Once or twice a year, I post to the Dojo interest list encouraging people to not just make noise. In other words, only respond if you actually have something useful to add. Thousands of people read the list (or try to at least), and it’s really frustrating when people respond in a only to hear themselves talk, or speak without thinking about what the person is both asking and actually trying to do.
Today, Joel on software has a post Leaning from Dave Winer. While I rarely agree with Dave, his and Joel’s comments about less noise from useless comments really resonates with me:
The important thing to notice here is that Dave does not see blog comments as productive to the free exchange of ideas. They are a part of the problem, not the solution. You don’t have a right to post your thoughts at the bottom of someone else’s thoughts. That’s not freedom of expression, that’s an infringement on their freedom of expression. Get your own space, write compelling things, and if your ideas are smart, they’ll be linked to, and Google will notice, and you’ll move up in PageRank, and you’ll have influence and your ideas will have power.

*Written exercise 1*. Can you echo the post about mailing-list noise word for word, starting with "Today, Joel on" and going on through "will have power."?
*Written exercise 2*. Could you proceed with the post about mailing-list noise from the point where it stops?

*Material provided*.

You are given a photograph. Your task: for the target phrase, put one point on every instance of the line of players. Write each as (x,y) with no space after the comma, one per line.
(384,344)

*Output 1*.
Today, Joel on software has a post Leaning from Dave Winer. While I rarely agree with Dave, his and Joel’s comments about less noise from useless comments really resonates with me:
The important thing to notice here is that Dave does not see blog comments as productive to the free exchange of ideas. They are a part of the problem, not the solution. You don’t have a right to post your thoughts at the bottom of someone else’s thoughts. That’s not freedom of expression, that’s an infringement on their freedom of expression. Get your own space, write compelling things, and if your ideas are smart, they’ll be linked to, and Google will notice, and you’ll move up in PageRank, and you’ll have influence and your ideas will have power.

*Output 2*.
We see constant useless drivel on ajaxian, techcrunch, etc., to the point where I rarely read comments any more. A rare exception to this was the set of comments on an article I wrote last year about corss browser vector graphics, where the bulk of the comments were quite useful and engaging. Sadly, this is the exception, not the rule it seems.
Every time I post a comment, or to a mailing list or forum, I try to ask myself the question, “Would I feel my time is being wasted if I was reading this, or am I truly adding value to the discussion?”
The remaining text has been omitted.